▶ WHAT YOU ARE ASKED TO DO
Report each line of the material below that contains the word "black", copying every such line in full. Case counts, so a line matches only when its capitalization agrees.

▶ RECORDS PROVIDED
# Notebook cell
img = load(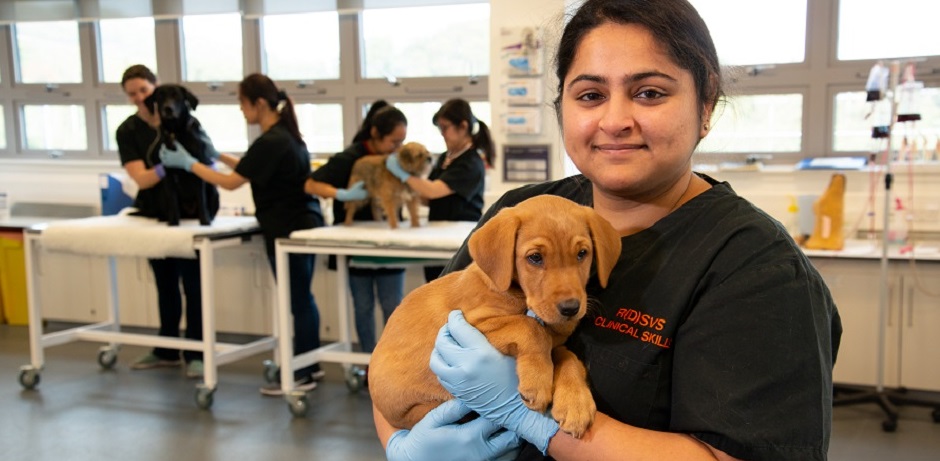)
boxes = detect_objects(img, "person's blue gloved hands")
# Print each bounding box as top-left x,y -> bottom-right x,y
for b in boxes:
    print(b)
385,154 -> 411,182
336,181 -> 369,202
160,143 -> 198,171
385,400 -> 520,461
431,310 -> 558,454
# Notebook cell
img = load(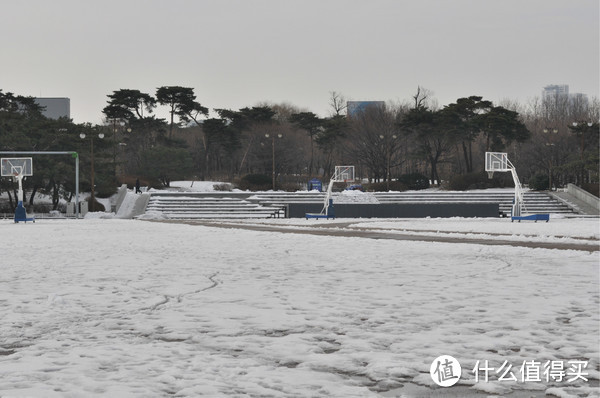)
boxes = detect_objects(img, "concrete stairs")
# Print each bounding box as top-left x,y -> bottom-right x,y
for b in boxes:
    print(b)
146,192 -> 285,220
248,190 -> 577,216
146,190 -> 577,219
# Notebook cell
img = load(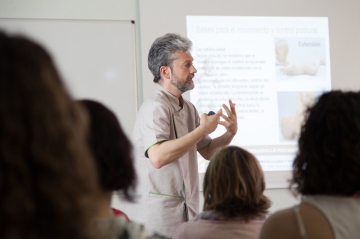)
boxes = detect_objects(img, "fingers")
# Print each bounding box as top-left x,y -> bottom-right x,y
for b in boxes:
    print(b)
221,99 -> 236,120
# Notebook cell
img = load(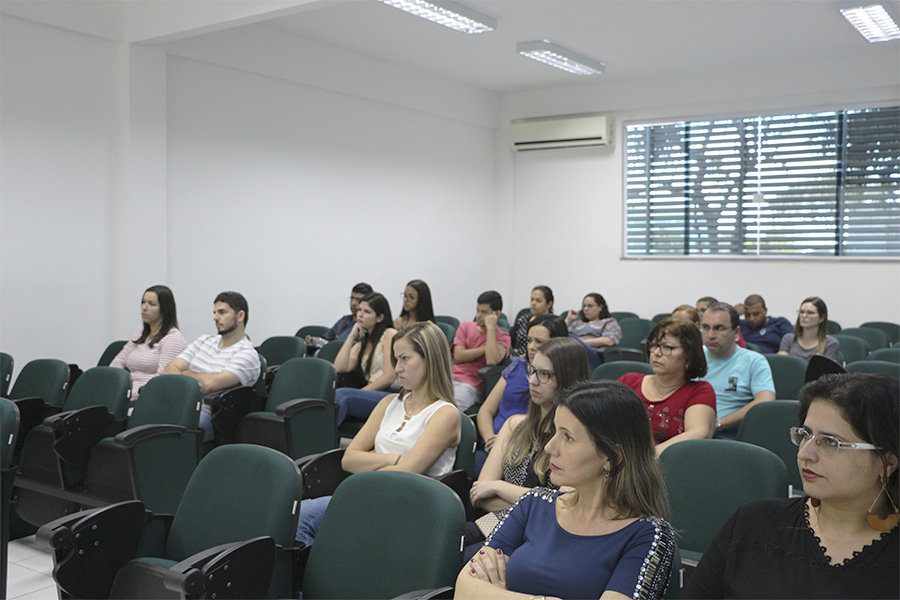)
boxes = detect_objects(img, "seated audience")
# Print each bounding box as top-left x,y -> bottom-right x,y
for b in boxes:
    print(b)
296,321 -> 460,545
334,292 -> 397,424
778,296 -> 841,363
682,373 -> 900,598
394,279 -> 434,329
619,319 -> 716,454
466,338 -> 589,560
741,294 -> 793,354
450,291 -> 510,411
672,304 -> 700,327
566,293 -> 622,348
700,302 -> 775,438
109,285 -> 187,406
455,381 -> 675,599
509,285 -> 553,356
163,292 -> 260,442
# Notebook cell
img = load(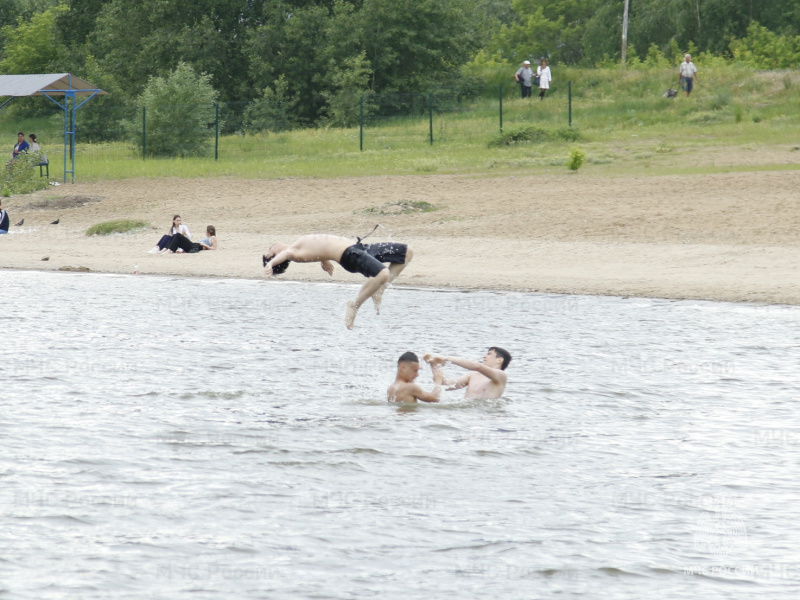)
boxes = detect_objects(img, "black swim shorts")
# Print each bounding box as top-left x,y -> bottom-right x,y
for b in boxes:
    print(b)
339,242 -> 407,277
364,242 -> 408,265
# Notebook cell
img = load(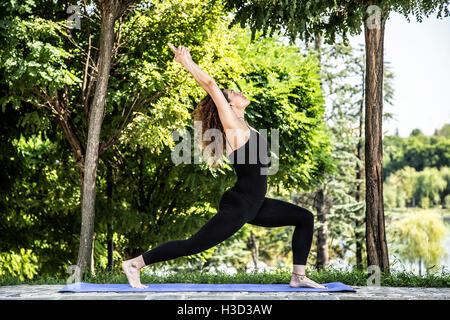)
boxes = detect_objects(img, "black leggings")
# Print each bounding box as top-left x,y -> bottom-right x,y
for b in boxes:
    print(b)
142,197 -> 314,265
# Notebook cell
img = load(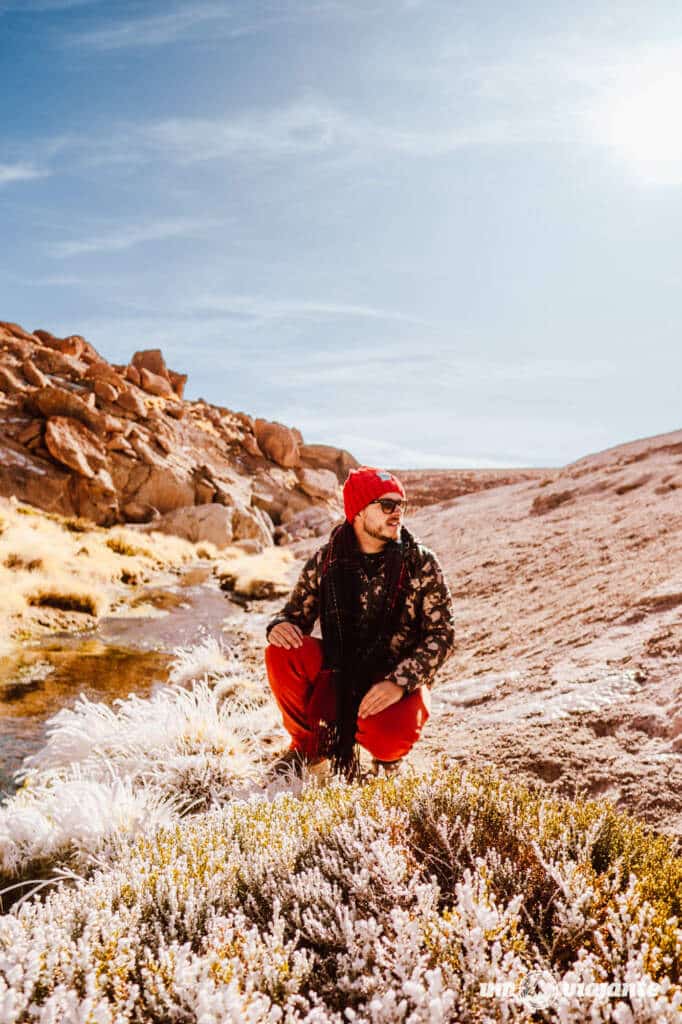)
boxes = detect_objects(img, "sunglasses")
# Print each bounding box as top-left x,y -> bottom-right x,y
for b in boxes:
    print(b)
370,498 -> 408,515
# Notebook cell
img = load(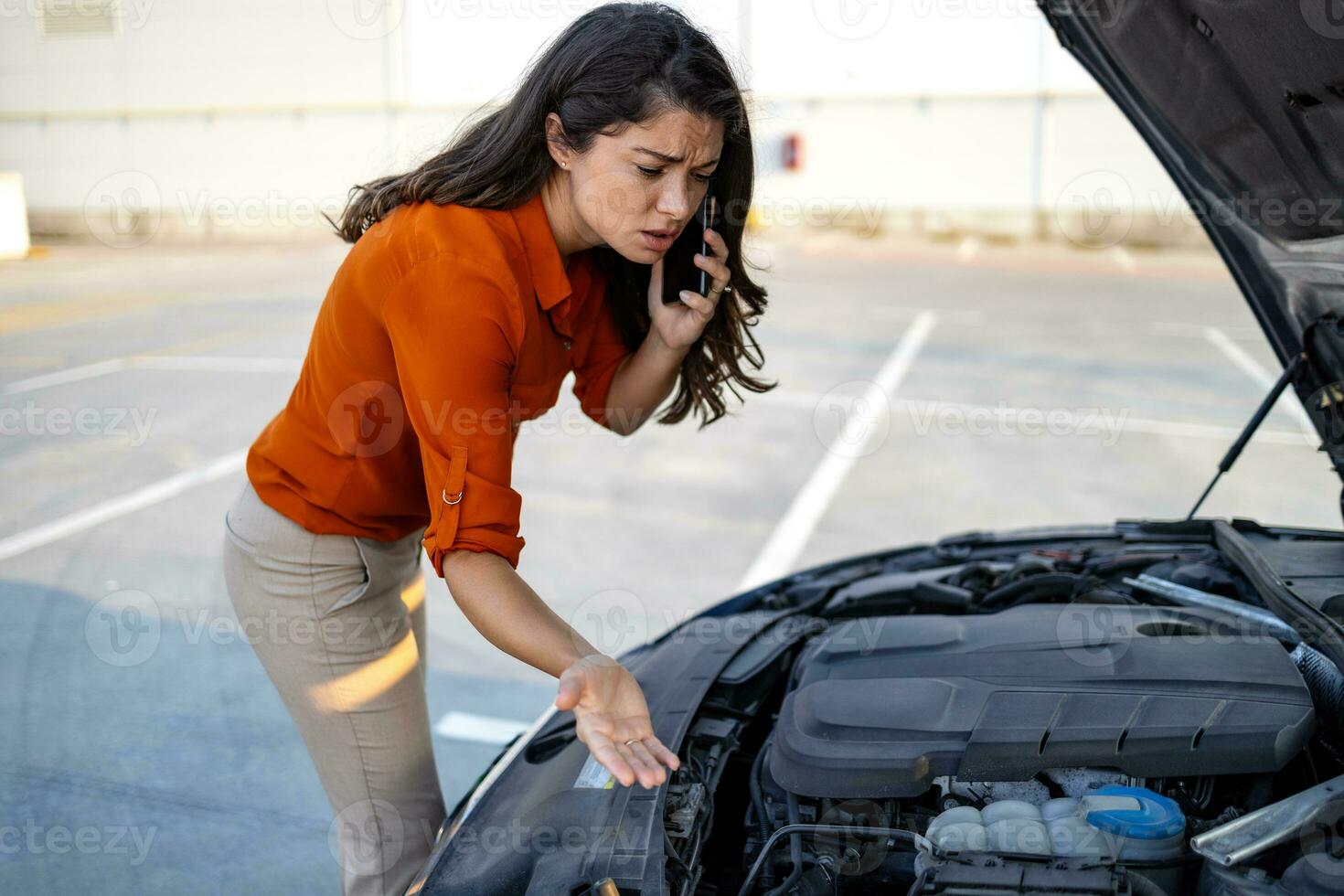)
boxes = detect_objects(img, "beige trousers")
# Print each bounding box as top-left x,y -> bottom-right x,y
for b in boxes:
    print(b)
224,482 -> 445,896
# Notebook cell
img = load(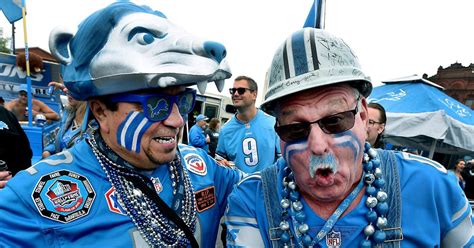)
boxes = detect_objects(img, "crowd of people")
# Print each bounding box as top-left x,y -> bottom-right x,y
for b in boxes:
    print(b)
0,1 -> 474,247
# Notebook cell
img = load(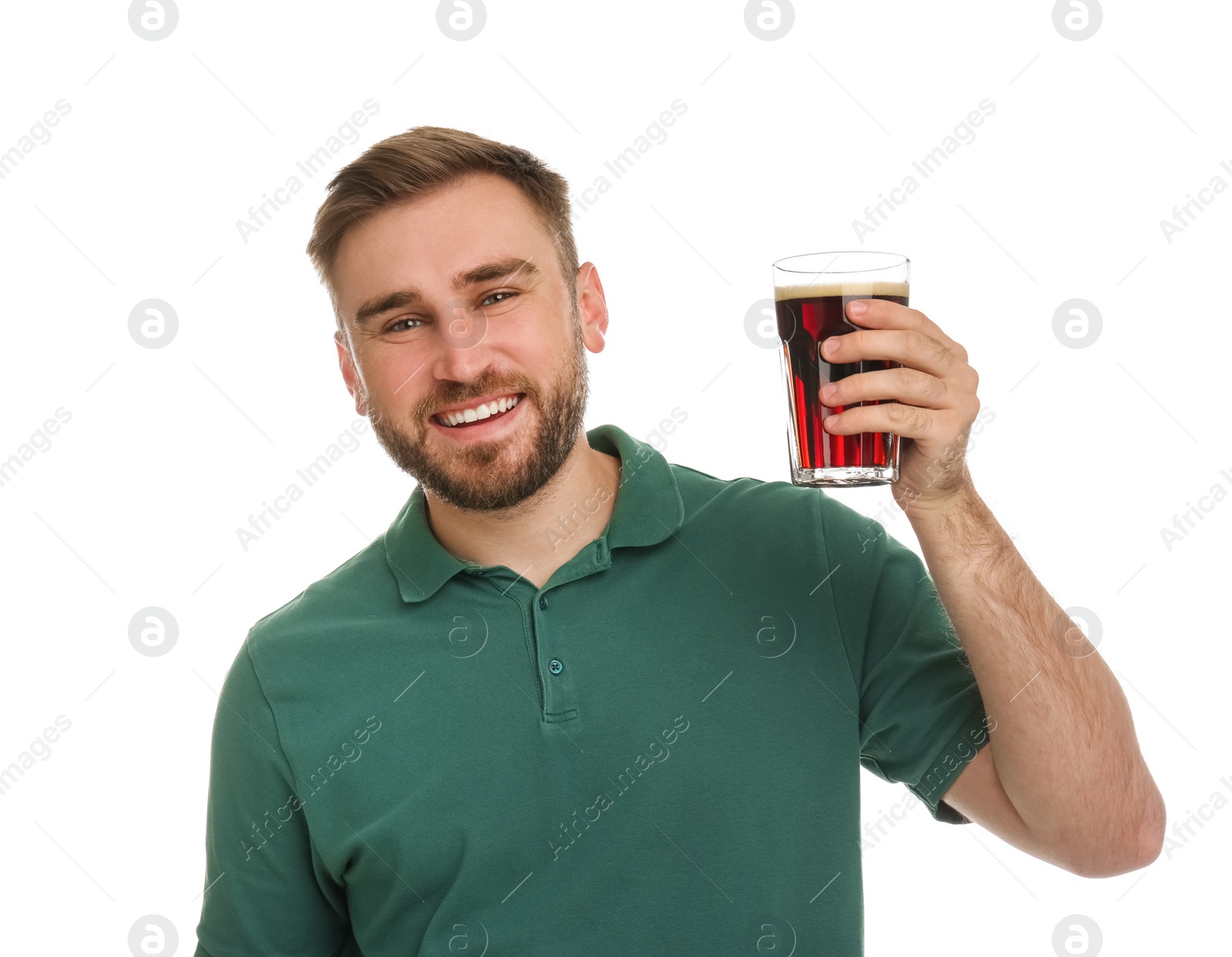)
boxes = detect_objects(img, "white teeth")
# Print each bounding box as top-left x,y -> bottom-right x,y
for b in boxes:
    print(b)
441,396 -> 521,427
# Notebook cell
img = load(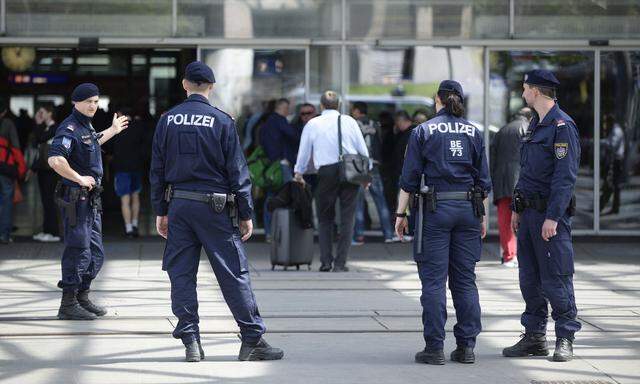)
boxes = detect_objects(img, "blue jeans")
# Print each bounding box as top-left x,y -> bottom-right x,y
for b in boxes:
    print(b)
0,175 -> 15,240
353,170 -> 393,239
262,164 -> 293,236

▶ RESPONSE TO THIS TASK
boxes = detect_objects(img, "black swim shorts")
boxes = detect_objects(img, "black leggings")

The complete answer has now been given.